:: DATA RECORDS ::

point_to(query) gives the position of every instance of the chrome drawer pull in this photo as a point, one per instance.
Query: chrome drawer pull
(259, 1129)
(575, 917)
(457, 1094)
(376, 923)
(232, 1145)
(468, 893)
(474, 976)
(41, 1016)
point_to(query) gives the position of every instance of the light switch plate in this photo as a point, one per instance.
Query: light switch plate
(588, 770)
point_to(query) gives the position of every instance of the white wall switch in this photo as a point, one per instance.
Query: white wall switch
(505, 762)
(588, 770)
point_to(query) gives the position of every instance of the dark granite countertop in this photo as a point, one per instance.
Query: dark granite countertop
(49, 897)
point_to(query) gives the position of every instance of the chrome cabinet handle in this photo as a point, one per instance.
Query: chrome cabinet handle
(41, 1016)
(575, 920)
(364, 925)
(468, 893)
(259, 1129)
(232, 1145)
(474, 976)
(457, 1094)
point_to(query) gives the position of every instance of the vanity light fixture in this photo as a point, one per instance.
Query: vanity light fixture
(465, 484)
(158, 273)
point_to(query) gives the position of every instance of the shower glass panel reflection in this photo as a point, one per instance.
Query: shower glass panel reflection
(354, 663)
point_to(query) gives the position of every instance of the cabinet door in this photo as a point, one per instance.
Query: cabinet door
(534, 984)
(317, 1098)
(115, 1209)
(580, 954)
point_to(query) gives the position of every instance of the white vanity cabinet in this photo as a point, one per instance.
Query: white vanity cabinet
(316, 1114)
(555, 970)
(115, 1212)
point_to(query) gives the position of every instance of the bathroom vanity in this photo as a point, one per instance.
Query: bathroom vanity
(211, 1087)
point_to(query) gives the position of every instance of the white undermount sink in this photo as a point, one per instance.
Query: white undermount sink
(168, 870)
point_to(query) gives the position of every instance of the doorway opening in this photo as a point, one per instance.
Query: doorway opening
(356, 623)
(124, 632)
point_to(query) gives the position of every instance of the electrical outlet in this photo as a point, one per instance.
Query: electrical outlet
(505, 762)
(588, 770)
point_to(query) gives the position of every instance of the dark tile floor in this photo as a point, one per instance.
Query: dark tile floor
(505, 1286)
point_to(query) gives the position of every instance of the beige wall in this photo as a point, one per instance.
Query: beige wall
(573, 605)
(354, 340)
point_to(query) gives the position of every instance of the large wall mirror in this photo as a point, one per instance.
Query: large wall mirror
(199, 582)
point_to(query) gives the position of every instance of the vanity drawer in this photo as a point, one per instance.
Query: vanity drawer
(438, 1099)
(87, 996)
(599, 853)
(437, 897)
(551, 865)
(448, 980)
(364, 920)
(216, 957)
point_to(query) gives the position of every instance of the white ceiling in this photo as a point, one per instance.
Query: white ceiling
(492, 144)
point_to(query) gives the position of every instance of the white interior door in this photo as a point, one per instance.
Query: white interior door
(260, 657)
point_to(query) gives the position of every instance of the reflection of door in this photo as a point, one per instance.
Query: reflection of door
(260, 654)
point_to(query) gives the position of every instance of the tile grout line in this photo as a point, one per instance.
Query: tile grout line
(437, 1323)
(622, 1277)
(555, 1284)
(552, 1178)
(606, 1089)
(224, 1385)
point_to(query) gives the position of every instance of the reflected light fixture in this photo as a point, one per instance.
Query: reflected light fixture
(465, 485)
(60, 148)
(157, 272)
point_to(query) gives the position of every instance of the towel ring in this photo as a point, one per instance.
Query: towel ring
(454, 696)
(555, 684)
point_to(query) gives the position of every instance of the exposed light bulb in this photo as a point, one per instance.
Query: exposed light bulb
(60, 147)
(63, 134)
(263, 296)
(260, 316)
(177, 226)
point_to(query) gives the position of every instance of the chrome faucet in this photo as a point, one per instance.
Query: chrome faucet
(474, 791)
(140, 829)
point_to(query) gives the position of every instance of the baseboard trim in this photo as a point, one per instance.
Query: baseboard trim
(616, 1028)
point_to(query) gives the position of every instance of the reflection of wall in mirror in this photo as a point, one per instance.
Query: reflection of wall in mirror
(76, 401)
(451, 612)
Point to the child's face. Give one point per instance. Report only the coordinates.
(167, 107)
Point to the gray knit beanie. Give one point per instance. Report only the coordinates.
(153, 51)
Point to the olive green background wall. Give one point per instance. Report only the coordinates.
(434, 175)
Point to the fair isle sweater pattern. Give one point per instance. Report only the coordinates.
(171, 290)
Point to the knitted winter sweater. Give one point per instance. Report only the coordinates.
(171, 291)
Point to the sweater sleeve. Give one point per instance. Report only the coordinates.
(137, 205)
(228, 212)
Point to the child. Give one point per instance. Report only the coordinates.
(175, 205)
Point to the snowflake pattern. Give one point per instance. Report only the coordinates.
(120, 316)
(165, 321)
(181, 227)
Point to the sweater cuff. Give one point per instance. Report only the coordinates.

:::

- _WHAT THIS TASK INVOLVES_
Transcribe all entries exactly as they appear above.

- _RESPONSE BELOW_
point_to(query) gives the position of every instance of the chrome drawer pull in this photo as a point, one per instance.
Query: chrome drawer pull
(259, 1129)
(575, 917)
(457, 1094)
(376, 923)
(232, 1145)
(468, 893)
(474, 976)
(41, 1016)
point_to(query) gives the position of every instance of the light switch plate in this photo as a point, one per instance.
Query: light switch plate
(588, 770)
point_to(query) gives the position of every instance of the white wall switch in this photo as a point, one per instance.
Query: white wall switch
(505, 762)
(588, 770)
point_to(query) gives the position of every instance of the dark granite countertop in this photo as a point, one per instance.
Query: dark granite countertop
(49, 897)
point_to(query) gives the position of every instance of the chrome cabinet handle in this photo as a point, one per instance.
Query: chrome cabinet handle
(41, 1016)
(575, 920)
(364, 925)
(468, 893)
(259, 1129)
(232, 1145)
(474, 976)
(457, 1094)
point_to(query) gives the position of every instance of the vanity light fixture in this photo as a point, one per instance.
Query: vanity light fixture
(465, 484)
(158, 273)
point_to(query) gives the position of every instance of the shower glass panel reflection in this photo as a point, one per instance.
Query: shower glass panel reflection
(354, 663)
point_to(query) gives the position of every instance of the cabinet door in this photo as a point, one per instance.
Query: cabinet door
(534, 984)
(317, 1098)
(115, 1209)
(580, 954)
point_to(query) gives the position of every instance of the white vanity cabinet in this photo as a point, one per instance.
Query: white vanity cabinet
(316, 1114)
(555, 970)
(115, 1212)
point_to(query) gives the position of every instance of the bathroom vanity in this photo as a point, one per instance.
Query: bathroom vanity
(211, 1087)
point_to(query) gives the position of every instance of the white undermount sink in this photo as a point, one per instance.
Query: white undermount sink
(168, 870)
point_to(query) gives the position of every instance of the doorway opening in this photo as a point, one per instance.
Query: doorway opening
(356, 623)
(124, 632)
point_to(query) gives the position of every instance of the electrical outlet in this photo as a point, one per instance.
Query: electrical outlet
(505, 762)
(588, 770)
point_to(query) gives the position of every instance of the dark tile floor in this photo as a point, one per instance.
Query: dark tile floor
(505, 1286)
point_to(query) gives the position of every instance of the beige wall in this photo as a point, one per instance.
Query: beige wall
(573, 605)
(354, 340)
point_to(query) gives the position of every instance of the large wall mirror in this photo as a point, one per instance.
Query: large wall mirror
(199, 582)
point_to(query) gives the position of every instance of the vanity drawer in this photo as a point, one per instance.
Query: vanity drawer
(438, 1099)
(87, 996)
(599, 853)
(437, 897)
(551, 865)
(448, 980)
(364, 920)
(216, 957)
point_to(query) gives the position of every instance of the white ceiling in this photo as a point, one per instance.
Query: white ceiling
(492, 144)
point_to(query) gives the position of every instance of the white interior door in this photo as a point, one per instance.
Query: white interior door
(260, 657)
point_to(query) gives the position of every instance of the reflection of door in this photo as a point, one per instance.
Query: reflection of door
(260, 654)
point_to(query) gives the position of every instance of the tile grout line in this photo as a point, one per instance.
Query: tile grout line
(437, 1323)
(622, 1277)
(555, 1284)
(552, 1178)
(606, 1089)
(224, 1385)
point_to(query) gives the position of every instance of the reflected light fixture in this photo as a point, one per instance.
Query: reflected light fixture
(465, 485)
(60, 148)
(157, 272)
point_to(query) gives the position of every instance of the towel ring in this photo as a point, one per instance.
Query: towel ring
(454, 696)
(555, 684)
point_to(query) gives the position of every instance of the exposed light bulb in this photo as a point, one per instance.
Query: exposed light bulb
(60, 147)
(63, 134)
(263, 296)
(260, 316)
(177, 226)
point_to(query) gives the position of every instance of the chrome faucet in this photo as a point, one per instance.
Query: chrome faucet
(474, 791)
(140, 829)
point_to(query) gives the position of every instance of the baseboard trim in this photo as a point, one per instance.
Query: baseboard trim
(616, 1028)
point_to(query) gives the position of every instance of the reflection of wall in mirror in this photo as a point, one per instance.
Query: reflection of wall in mirror
(76, 401)
(451, 612)
Point to the child's face. Give one point per instance. Report only the coordinates.
(167, 107)
Point to the gray knit beanie. Give one point per instance. Report only the coordinates.
(153, 51)
Point to the olive green background wall. Give one point per instance. Report only the coordinates.
(434, 175)
Point to the fair isle sweater pattern. Give one point per instance. Report only the coordinates.
(171, 290)
Point to the knitted winter sweater. Give one point per instance. Report only the coordinates.
(171, 291)
Point to the sweater sleeve. Give one point per instance. Report only the coordinates.
(137, 205)
(228, 212)
Point to the child. Give one point per instance. Report only the coordinates.
(175, 205)
Point to the snowflake pattern. Give one point per instance. Report only the coordinates.
(120, 316)
(165, 321)
(181, 227)
Point to the sweater cuff. Give one point per instance. Report only the coordinates.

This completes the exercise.